§ **WHAT YOU WILL DO**: Write out all of the data below word for word, without changing a single line.

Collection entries
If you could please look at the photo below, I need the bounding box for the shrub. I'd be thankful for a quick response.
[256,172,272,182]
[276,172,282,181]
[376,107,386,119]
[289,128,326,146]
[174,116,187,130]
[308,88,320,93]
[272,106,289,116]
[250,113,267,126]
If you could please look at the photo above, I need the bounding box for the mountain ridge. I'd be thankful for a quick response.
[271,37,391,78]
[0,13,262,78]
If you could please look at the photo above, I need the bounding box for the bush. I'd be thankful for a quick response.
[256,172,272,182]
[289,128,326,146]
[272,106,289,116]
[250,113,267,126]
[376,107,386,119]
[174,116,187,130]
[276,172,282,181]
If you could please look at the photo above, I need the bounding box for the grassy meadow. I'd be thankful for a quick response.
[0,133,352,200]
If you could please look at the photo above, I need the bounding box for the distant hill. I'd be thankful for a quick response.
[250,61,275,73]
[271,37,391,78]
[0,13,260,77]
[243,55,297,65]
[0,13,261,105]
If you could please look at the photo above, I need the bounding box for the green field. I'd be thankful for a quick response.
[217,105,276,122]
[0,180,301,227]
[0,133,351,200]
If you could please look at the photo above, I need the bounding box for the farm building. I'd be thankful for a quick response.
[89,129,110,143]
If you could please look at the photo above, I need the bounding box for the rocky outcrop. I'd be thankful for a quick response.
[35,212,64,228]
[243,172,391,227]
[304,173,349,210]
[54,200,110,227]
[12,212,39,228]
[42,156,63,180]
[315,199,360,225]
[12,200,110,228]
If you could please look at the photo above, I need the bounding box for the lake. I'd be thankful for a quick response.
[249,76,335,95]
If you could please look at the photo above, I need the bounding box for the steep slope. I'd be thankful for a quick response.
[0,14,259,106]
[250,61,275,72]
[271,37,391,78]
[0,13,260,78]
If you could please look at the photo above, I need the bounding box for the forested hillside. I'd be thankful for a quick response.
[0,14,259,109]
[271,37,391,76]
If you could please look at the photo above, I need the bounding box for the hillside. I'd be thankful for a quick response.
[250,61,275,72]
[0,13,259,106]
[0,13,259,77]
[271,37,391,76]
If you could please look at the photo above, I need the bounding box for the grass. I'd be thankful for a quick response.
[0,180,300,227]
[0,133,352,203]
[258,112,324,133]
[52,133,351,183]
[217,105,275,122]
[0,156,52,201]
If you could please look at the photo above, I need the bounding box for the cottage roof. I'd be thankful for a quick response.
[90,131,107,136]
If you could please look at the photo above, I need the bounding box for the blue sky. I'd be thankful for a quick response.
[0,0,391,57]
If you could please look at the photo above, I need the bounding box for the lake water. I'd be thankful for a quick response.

§ **ANSWER FOR THIS EXERCISE**:
If you could please look at the photo below, I need the bounding box for the shrub. I'd be thankful for a quick response.
[256,172,272,182]
[276,172,282,181]
[376,107,386,119]
[289,128,326,146]
[174,116,187,130]
[308,88,320,93]
[272,106,289,116]
[250,113,267,126]
If you could please look at the photo above, I need the bounding box for the mountain ridge. I'd be thankful for a quick response.
[271,37,391,78]
[0,13,262,78]
If you could please look at the photo above, I need the bounding box for the bush. I'd be thankful for a quick response.
[256,172,272,182]
[289,128,326,146]
[272,106,289,116]
[250,113,267,126]
[376,107,386,119]
[174,116,187,130]
[276,172,282,181]
If you could please look at the photo above, I need the bounding box for the grassy meadow. I'd be thankful for a quick response.
[0,133,352,200]
If you could please look at the photo above, I need the bounding box for the distant hill. I'd be thankful for a quick response.
[250,61,275,73]
[271,37,391,78]
[0,13,260,77]
[243,55,297,65]
[0,13,261,105]
If you could please look at the photo above, I need the bounding box for the green field. I'd be thankful for a quick response.
[217,105,276,122]
[0,180,301,227]
[0,133,351,200]
If you could please look at the photo above, I need the bounding box for the farm building. I'd be thankful for a quick response.
[89,129,110,143]
If you could please look at the photo above, I need the bounding box for the rocky outcrop. I'd be thankful for a quick response.
[35,212,64,228]
[243,172,391,227]
[304,173,349,210]
[54,200,110,227]
[12,212,39,228]
[42,156,63,180]
[315,199,360,225]
[12,200,110,228]
If you could please look at the photo above, I need the bounding box for the lake. I'd be thankful for a quick response.
[249,76,335,95]
If you could please look at the photo above, I need the bounding box for the steep slope. I'd be thankful for a quick response.
[0,14,259,106]
[250,61,275,72]
[271,37,391,78]
[0,13,260,78]
If you could please look at the photo above, I need the bounding box for the forested hillside. I'd be thankful for a quick response.
[0,14,259,109]
[271,37,391,76]
If you could please look at the photo above, I need the bounding box for the hillside. I'd be thankful for a quick response.
[250,61,275,72]
[0,13,259,106]
[0,13,259,77]
[271,37,391,76]
If you could please look at the photo above, I need the bounding box for the grass. I'd be thankful for a quick response.
[0,180,300,227]
[0,133,352,203]
[258,112,324,133]
[52,133,351,183]
[217,105,275,122]
[0,156,52,201]
If you could please look at the photo above, I need the bounding box for the cottage roof. I'd be thankful for a quick response.
[90,131,107,136]
If you could please look at the photo above, I need the bounding box for the blue sky. I'd be thankful for a quick response.
[0,0,391,57]
If you could please look at the photo above, I need the bounding box for the lake water. I'd be thankful for a quick response.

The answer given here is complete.